Repeat the material in full. Keep every line exactly as it is.
━━━━━━━━
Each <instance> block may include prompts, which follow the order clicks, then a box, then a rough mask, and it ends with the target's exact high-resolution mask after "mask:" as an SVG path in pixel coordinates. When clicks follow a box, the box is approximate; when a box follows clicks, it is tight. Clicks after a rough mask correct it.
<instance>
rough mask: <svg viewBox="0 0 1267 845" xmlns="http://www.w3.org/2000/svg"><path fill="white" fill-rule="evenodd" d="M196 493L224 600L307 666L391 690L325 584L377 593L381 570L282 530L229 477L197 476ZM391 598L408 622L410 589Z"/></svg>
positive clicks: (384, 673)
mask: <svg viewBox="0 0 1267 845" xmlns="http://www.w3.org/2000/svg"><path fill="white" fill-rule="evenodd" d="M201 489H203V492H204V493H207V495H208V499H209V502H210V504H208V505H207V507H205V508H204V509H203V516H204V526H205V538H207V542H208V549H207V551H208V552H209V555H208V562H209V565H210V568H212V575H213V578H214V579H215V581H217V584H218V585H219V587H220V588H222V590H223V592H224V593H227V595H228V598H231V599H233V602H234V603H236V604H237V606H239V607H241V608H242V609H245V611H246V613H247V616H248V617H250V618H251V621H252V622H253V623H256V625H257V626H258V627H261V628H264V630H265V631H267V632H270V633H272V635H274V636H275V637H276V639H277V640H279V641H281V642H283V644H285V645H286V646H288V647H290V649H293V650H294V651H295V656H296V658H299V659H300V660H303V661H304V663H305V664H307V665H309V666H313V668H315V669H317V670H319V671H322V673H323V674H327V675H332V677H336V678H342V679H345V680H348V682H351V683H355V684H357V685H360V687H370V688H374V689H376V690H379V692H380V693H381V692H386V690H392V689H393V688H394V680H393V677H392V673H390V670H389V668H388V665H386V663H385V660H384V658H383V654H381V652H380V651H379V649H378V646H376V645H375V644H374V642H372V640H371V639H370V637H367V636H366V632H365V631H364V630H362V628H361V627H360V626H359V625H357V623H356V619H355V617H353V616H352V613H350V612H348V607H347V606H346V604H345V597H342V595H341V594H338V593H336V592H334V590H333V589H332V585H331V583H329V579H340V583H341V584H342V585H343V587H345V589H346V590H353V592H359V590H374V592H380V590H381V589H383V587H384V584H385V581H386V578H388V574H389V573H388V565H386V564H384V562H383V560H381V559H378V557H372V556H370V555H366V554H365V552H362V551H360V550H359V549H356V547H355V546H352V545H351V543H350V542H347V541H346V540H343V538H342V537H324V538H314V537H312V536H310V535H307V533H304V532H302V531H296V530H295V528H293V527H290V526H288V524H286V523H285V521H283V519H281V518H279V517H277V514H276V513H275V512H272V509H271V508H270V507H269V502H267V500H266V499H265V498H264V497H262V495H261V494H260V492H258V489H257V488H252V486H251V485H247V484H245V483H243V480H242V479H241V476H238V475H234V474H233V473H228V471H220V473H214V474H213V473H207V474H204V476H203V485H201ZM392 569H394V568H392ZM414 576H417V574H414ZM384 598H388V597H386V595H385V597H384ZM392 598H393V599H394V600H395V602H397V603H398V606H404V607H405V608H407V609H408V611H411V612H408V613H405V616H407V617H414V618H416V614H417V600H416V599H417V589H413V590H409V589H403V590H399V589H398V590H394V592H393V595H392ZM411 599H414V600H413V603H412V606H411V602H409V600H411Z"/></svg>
━━━━━━━━
- Task result:
Each <instance> block may include prompts, which follow the order clicks, then a box, then a rough mask, and it ends with the target's exact high-resolution mask after "mask:" as an SVG path in pixel coordinates. When clicks follow a box, the box is approximate; when a box follows clicks, it is tight. Clicks after a rough mask correct it.
<instance>
rough mask: <svg viewBox="0 0 1267 845" xmlns="http://www.w3.org/2000/svg"><path fill="white" fill-rule="evenodd" d="M196 493L224 600L307 666L391 690L325 584L377 593L381 570L282 530L229 477L197 476ZM391 598L408 622L410 589Z"/></svg>
positive clicks: (384, 673)
mask: <svg viewBox="0 0 1267 845" xmlns="http://www.w3.org/2000/svg"><path fill="white" fill-rule="evenodd" d="M201 489H203V492H204V493H207V495H208V499H209V502H210V504H208V505H207V507H205V508H204V509H203V516H204V526H205V538H207V542H208V549H207V551H208V552H209V555H208V562H209V565H210V568H212V575H213V578H214V579H215V581H217V584H218V585H219V587H220V588H222V590H223V592H224V593H227V595H228V598H231V599H233V602H234V603H236V604H237V606H239V607H241V608H242V609H245V611H246V613H247V616H248V617H250V618H251V621H252V622H253V623H256V625H257V626H258V627H261V628H264V630H265V631H267V632H270V633H272V635H274V636H275V637H276V639H277V640H279V641H281V642H283V644H285V645H286V646H288V647H290V649H293V650H294V651H295V656H296V658H299V659H300V660H303V661H304V663H305V664H307V665H309V666H313V668H315V669H317V670H319V671H322V673H323V674H327V675H332V677H336V678H342V679H345V680H348V682H351V683H355V684H357V685H360V687H370V688H374V689H376V690H379V692H380V693H381V692H386V690H392V689H393V688H394V680H393V677H392V673H390V670H389V668H388V665H386V663H385V660H384V658H383V654H381V652H380V651H379V649H378V646H376V645H375V644H374V642H372V640H371V639H370V637H367V636H366V632H365V631H364V630H362V628H361V627H360V626H359V625H357V623H356V619H355V617H353V616H352V613H350V612H348V607H347V606H346V604H345V597H342V595H341V594H338V593H336V592H334V590H333V589H332V585H331V583H329V579H340V583H341V584H342V585H343V587H345V589H346V590H353V592H359V590H374V592H380V590H381V589H383V587H384V584H385V581H386V578H388V574H389V573H388V565H386V564H384V562H383V560H381V559H378V557H372V556H370V555H366V554H365V552H362V551H360V550H359V549H356V547H355V546H352V545H351V543H350V542H347V541H346V540H343V538H342V537H324V538H314V537H312V536H310V535H307V533H304V532H302V531H296V530H295V528H293V527H290V526H288V524H286V523H285V521H283V519H281V518H279V517H277V514H276V513H275V512H272V509H271V508H270V507H269V502H267V500H266V499H265V498H264V497H262V495H261V494H260V492H258V489H257V488H252V486H251V485H247V484H245V483H243V480H242V479H241V476H238V475H234V474H233V473H228V471H220V473H214V474H213V473H207V474H204V476H203V485H201ZM392 569H394V568H392ZM414 576H417V574H414ZM384 598H388V597H386V595H385V597H384ZM392 598H393V599H394V600H395V602H397V603H398V606H404V607H405V608H407V609H408V611H411V612H408V613H405V616H407V617H414V618H416V614H417V600H416V599H417V589H413V590H409V589H403V590H399V589H398V590H394V592H393V595H392ZM411 599H414V600H413V603H412V606H411V602H409V600H411Z"/></svg>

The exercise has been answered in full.